__RECORD SET__.

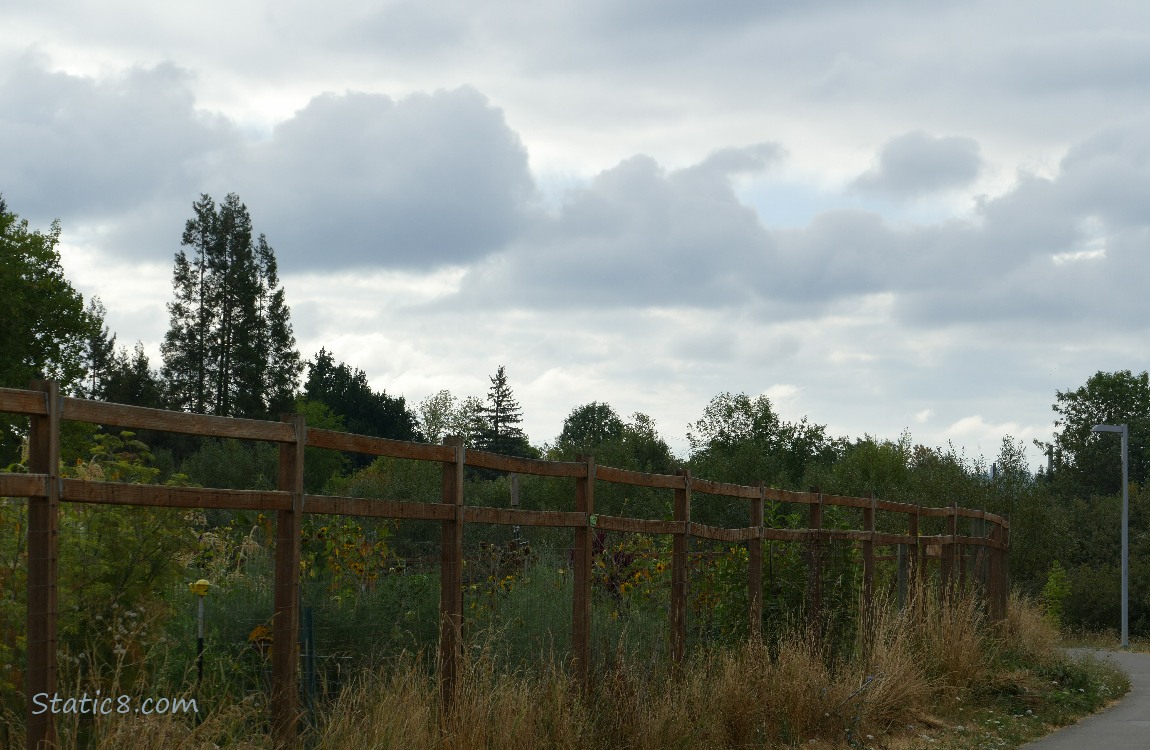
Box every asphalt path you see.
[1022,650,1150,750]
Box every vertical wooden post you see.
[956,506,973,591]
[863,492,876,638]
[806,489,822,629]
[746,482,767,642]
[987,523,1010,620]
[895,544,910,611]
[907,505,927,592]
[940,503,958,596]
[25,381,60,750]
[670,469,691,666]
[439,436,467,711]
[998,521,1010,618]
[270,414,307,748]
[572,456,595,690]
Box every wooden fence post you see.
[746,482,767,642]
[572,456,595,690]
[987,523,1010,620]
[806,489,822,628]
[940,503,958,596]
[670,469,691,666]
[907,505,927,595]
[439,436,467,712]
[25,381,61,750]
[895,544,910,611]
[863,492,876,640]
[270,414,307,749]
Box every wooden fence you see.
[0,381,1010,748]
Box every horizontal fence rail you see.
[0,381,1010,748]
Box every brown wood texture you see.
[670,470,691,666]
[806,492,822,632]
[863,492,877,625]
[746,484,766,642]
[467,451,587,477]
[767,487,819,505]
[269,414,307,749]
[687,524,762,542]
[691,479,761,500]
[941,505,958,594]
[0,388,48,415]
[61,480,292,511]
[762,529,819,542]
[822,495,871,511]
[572,456,596,690]
[595,513,684,534]
[24,381,61,749]
[307,427,453,461]
[304,495,455,521]
[463,506,587,528]
[0,474,48,497]
[63,398,294,443]
[874,500,918,515]
[439,436,467,710]
[595,466,683,490]
[874,531,917,546]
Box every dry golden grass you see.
[11,591,1094,750]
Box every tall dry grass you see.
[13,590,1057,750]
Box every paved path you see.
[1022,651,1150,750]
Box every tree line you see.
[0,193,1150,633]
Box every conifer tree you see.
[476,365,532,456]
[304,349,420,441]
[161,193,302,416]
[75,297,116,399]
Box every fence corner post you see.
[670,469,691,667]
[270,414,307,749]
[439,435,467,712]
[806,488,822,633]
[863,492,877,642]
[25,380,61,750]
[572,454,595,690]
[746,482,767,643]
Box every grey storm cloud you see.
[228,87,536,269]
[0,55,235,221]
[853,130,982,198]
[0,56,536,273]
[463,144,781,307]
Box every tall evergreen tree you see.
[304,349,420,441]
[74,297,116,399]
[476,365,535,456]
[161,193,302,416]
[102,342,163,408]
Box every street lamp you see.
[1090,424,1130,649]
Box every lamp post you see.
[1090,424,1130,649]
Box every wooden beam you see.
[307,427,453,461]
[572,456,596,690]
[746,482,766,643]
[863,492,877,643]
[806,490,822,632]
[270,414,307,749]
[467,451,587,477]
[670,469,691,667]
[62,398,296,443]
[0,381,48,415]
[25,381,61,750]
[439,436,467,712]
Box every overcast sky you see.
[0,0,1150,465]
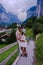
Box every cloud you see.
[0,0,37,21]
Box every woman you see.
[20,32,27,57]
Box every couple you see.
[16,26,27,57]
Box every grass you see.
[36,33,43,65]
[0,45,18,62]
[25,28,33,37]
[5,52,18,65]
[0,43,9,49]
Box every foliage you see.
[6,29,16,43]
[0,45,18,62]
[36,33,43,65]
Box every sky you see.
[0,0,37,21]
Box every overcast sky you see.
[0,0,37,21]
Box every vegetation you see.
[5,52,18,65]
[0,32,6,37]
[0,45,18,62]
[36,33,43,65]
[0,43,8,49]
[8,23,17,28]
[25,28,34,37]
[6,29,16,44]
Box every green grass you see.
[25,28,33,37]
[36,34,43,65]
[5,52,18,65]
[0,45,18,62]
[0,43,9,49]
[0,32,6,37]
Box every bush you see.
[36,33,43,63]
[6,30,16,43]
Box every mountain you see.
[7,12,21,23]
[27,6,37,19]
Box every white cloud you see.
[0,0,37,21]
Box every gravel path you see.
[13,40,35,65]
[0,42,17,53]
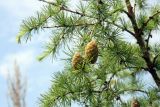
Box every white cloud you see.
[0,50,34,78]
[0,0,42,17]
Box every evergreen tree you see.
[17,0,160,107]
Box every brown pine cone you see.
[72,52,83,70]
[131,99,140,107]
[85,40,98,64]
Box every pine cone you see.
[72,52,83,70]
[85,40,98,64]
[131,99,140,107]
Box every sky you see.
[0,0,63,107]
[0,0,160,107]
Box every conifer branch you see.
[40,0,135,35]
[43,23,96,28]
[141,11,160,31]
[125,0,160,87]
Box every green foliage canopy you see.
[17,0,160,107]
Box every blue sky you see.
[0,0,63,107]
[0,0,160,107]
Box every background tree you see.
[17,0,160,107]
[7,62,27,107]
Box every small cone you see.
[85,40,98,64]
[131,99,140,107]
[72,52,83,70]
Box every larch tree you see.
[7,62,27,107]
[17,0,160,107]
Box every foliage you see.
[17,0,160,107]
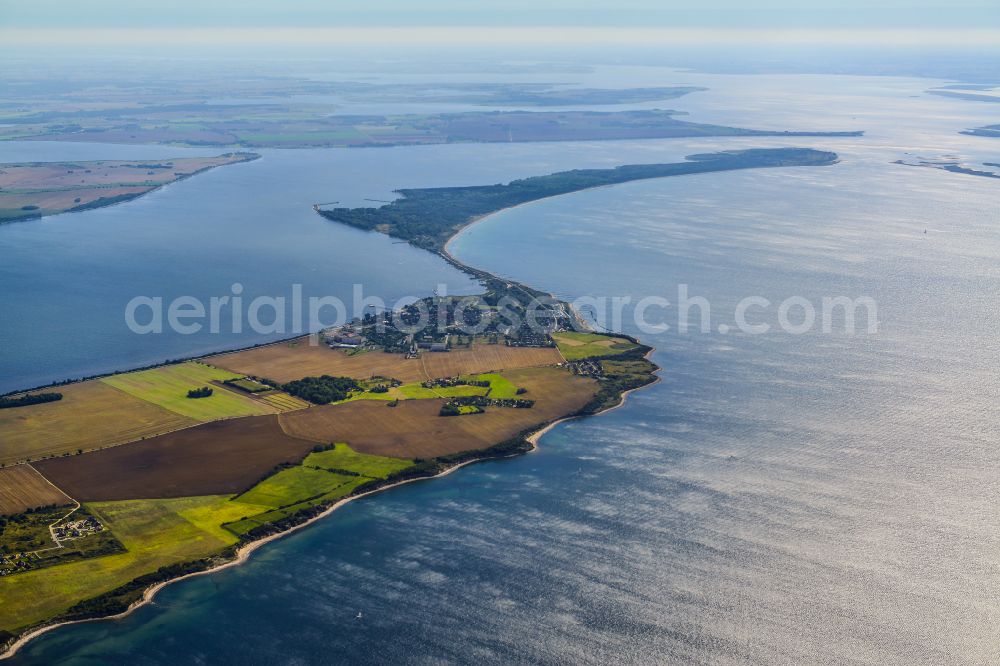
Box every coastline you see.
[0,151,262,224]
[0,180,661,661]
[0,374,660,661]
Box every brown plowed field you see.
[0,465,70,516]
[278,368,596,458]
[0,380,196,463]
[37,415,314,502]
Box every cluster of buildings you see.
[52,516,104,542]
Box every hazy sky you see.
[0,0,1000,44]
[0,0,1000,28]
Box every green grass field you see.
[394,382,499,400]
[101,361,276,421]
[225,444,413,535]
[234,465,356,509]
[474,373,518,400]
[0,496,263,631]
[225,472,371,536]
[302,444,413,479]
[552,331,638,361]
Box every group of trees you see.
[320,148,837,250]
[0,393,62,409]
[281,375,360,405]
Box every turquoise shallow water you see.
[0,70,1000,664]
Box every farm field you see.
[302,443,413,479]
[257,391,309,412]
[0,153,256,222]
[0,380,197,464]
[0,465,70,516]
[224,472,370,536]
[38,410,315,502]
[0,496,258,631]
[213,338,563,384]
[278,367,596,458]
[552,331,639,361]
[101,361,278,421]
[234,465,357,509]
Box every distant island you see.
[443,86,708,106]
[0,153,259,224]
[316,148,837,252]
[893,159,1000,178]
[0,105,863,148]
[960,125,1000,138]
[927,86,1000,104]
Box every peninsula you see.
[0,149,837,654]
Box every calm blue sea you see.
[0,66,1000,664]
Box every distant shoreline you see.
[0,170,661,661]
[0,151,261,225]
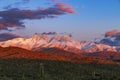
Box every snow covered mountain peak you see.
[0,34,117,53]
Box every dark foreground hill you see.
[0,59,120,80]
[0,47,120,80]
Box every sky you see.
[0,0,120,40]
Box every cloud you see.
[0,0,75,30]
[42,32,57,35]
[0,33,20,41]
[105,29,118,37]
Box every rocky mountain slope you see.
[0,34,117,53]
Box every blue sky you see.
[0,0,120,40]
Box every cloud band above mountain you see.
[0,0,75,30]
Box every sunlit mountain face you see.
[0,33,120,64]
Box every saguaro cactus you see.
[40,63,45,80]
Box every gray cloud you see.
[0,0,74,30]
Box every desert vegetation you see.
[0,59,120,80]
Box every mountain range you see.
[0,34,120,63]
[0,34,120,54]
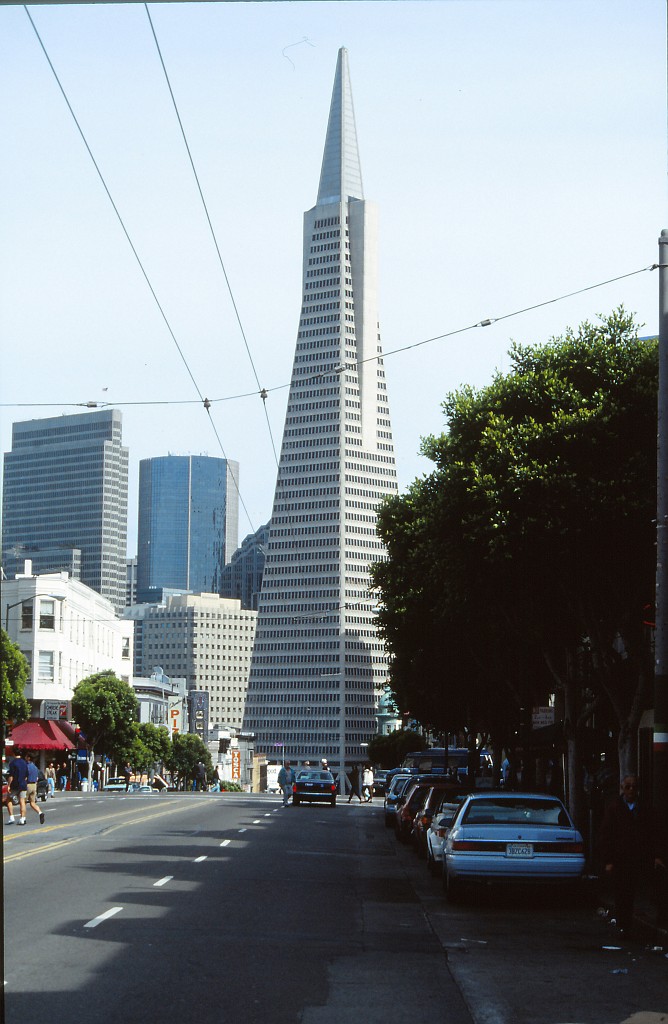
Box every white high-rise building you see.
[244,49,396,771]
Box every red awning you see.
[9,718,75,751]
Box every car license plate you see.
[506,843,534,857]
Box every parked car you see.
[394,776,433,843]
[443,791,585,901]
[383,774,415,828]
[426,793,464,876]
[411,781,465,857]
[292,768,336,807]
[402,746,494,779]
[373,768,387,797]
[105,775,125,793]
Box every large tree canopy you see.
[373,309,658,794]
[0,630,30,725]
[72,672,139,760]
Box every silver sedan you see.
[443,791,585,901]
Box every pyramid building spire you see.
[318,47,364,206]
[244,49,396,792]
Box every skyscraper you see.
[239,49,396,769]
[137,455,239,601]
[2,409,128,612]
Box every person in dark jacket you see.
[600,775,665,936]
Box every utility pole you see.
[653,227,668,827]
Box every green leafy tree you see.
[369,729,426,768]
[72,672,139,762]
[118,722,171,773]
[373,309,658,811]
[165,732,213,784]
[0,630,30,725]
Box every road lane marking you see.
[84,906,123,928]
[4,801,203,864]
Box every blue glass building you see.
[137,455,239,601]
[2,409,128,612]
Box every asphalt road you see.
[3,794,668,1024]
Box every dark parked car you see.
[373,768,387,797]
[383,775,415,828]
[292,768,336,807]
[394,776,433,843]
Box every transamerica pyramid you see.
[239,49,396,792]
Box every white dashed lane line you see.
[84,906,123,928]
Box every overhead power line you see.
[24,4,255,532]
[143,3,279,467]
[0,263,659,409]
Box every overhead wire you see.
[143,3,279,467]
[24,4,255,532]
[0,263,659,409]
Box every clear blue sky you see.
[0,0,668,554]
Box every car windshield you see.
[389,775,414,797]
[462,797,571,825]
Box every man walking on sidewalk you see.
[278,761,297,807]
[26,754,44,825]
[7,751,28,825]
[600,775,665,937]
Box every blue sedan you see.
[443,791,585,901]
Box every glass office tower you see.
[244,49,396,771]
[137,455,239,601]
[2,409,128,612]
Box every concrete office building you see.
[136,594,257,731]
[136,455,239,601]
[239,49,396,782]
[2,409,128,612]
[220,523,269,611]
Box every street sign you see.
[531,708,554,729]
[40,700,70,722]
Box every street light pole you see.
[653,227,668,827]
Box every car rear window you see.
[462,798,571,825]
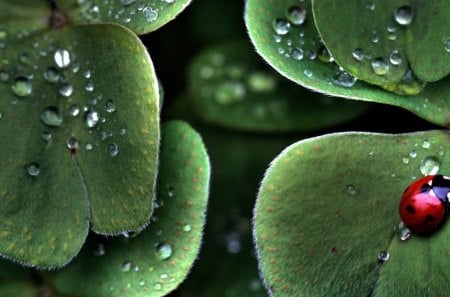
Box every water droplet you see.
[26,163,41,176]
[394,5,414,26]
[272,18,291,35]
[306,50,317,61]
[420,156,440,176]
[372,58,389,75]
[398,222,412,241]
[332,70,356,88]
[122,261,133,272]
[11,76,33,97]
[94,243,106,257]
[44,67,60,84]
[377,251,389,263]
[53,48,71,68]
[155,243,172,260]
[303,69,313,77]
[286,5,306,25]
[66,137,79,151]
[106,143,119,157]
[105,100,116,113]
[84,109,100,128]
[69,104,80,117]
[389,52,402,66]
[317,45,334,63]
[142,7,158,22]
[59,84,74,97]
[41,106,63,127]
[291,47,303,61]
[346,184,356,196]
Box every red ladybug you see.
[399,175,450,235]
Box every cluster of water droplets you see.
[272,4,356,88]
[0,30,126,177]
[197,51,296,119]
[78,0,176,24]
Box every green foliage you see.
[0,25,159,268]
[58,0,191,34]
[0,0,450,297]
[189,41,368,132]
[245,0,450,126]
[44,122,210,297]
[254,131,450,296]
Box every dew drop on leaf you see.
[372,58,389,75]
[420,156,440,176]
[272,18,291,35]
[389,52,403,66]
[142,7,158,22]
[422,140,431,149]
[26,163,41,176]
[59,84,74,97]
[84,109,100,128]
[41,106,63,127]
[332,70,356,88]
[44,67,60,84]
[53,48,71,68]
[11,76,33,97]
[291,47,303,61]
[394,5,414,26]
[107,143,119,157]
[286,5,306,25]
[155,242,172,260]
[66,137,79,151]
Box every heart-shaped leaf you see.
[0,25,159,268]
[44,122,210,297]
[245,0,450,126]
[189,41,368,132]
[174,125,293,297]
[313,0,450,85]
[57,0,191,34]
[254,131,450,297]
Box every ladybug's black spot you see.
[432,175,450,204]
[425,215,436,223]
[420,184,431,193]
[406,205,416,214]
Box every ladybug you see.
[399,175,450,235]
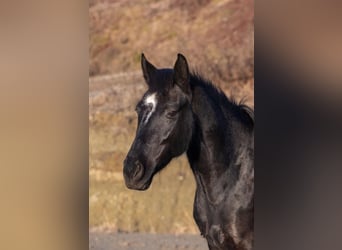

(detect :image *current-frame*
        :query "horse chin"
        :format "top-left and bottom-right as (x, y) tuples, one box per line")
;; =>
(126, 176), (153, 191)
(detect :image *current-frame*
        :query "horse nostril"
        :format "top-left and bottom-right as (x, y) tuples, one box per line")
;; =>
(132, 161), (144, 180)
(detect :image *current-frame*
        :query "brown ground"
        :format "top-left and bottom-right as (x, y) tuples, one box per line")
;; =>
(89, 232), (208, 250)
(89, 0), (254, 244)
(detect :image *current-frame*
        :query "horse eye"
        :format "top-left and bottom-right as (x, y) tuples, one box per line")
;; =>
(166, 110), (178, 118)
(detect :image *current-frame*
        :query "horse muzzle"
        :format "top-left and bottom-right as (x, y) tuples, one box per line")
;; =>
(123, 157), (151, 190)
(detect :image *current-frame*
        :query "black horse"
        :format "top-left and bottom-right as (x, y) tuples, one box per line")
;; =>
(123, 54), (254, 250)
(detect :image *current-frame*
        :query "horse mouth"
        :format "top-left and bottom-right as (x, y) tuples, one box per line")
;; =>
(125, 176), (153, 191)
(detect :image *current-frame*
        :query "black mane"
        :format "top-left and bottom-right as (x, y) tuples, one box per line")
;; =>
(190, 72), (254, 129)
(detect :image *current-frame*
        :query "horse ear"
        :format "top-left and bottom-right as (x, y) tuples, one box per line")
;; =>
(141, 53), (157, 85)
(173, 54), (191, 95)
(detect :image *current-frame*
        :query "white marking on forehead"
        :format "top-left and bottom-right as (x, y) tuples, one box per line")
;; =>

__EXERCISE OBJECTIVE__.
Can you scale the listing from the line with "Box every glass office tower you see." to the line with "[462,798,571,825]", both ends included, by writing out each of those lines again, requests too, with every bounding-box coordinate multiplied by 2.05 and rounded to a whole number, halves rounding up?

__RESULT FOR THIS TASK__.
Box every glass office tower you see.
[500,100,812,1581]
[281,933,490,1232]
[4,838,262,1255]
Box every concrete office building you see.
[279,1218,527,1499]
[279,933,490,1232]
[490,100,812,1603]
[4,838,262,1255]
[451,1072,551,1253]
Box every street sign you see.
[1089,1451,1136,1494]
[82,1435,144,1480]
Box every street light pole you see.
[1339,465,1369,1695]
Box every car rear window you see.
[947,1636,1171,1691]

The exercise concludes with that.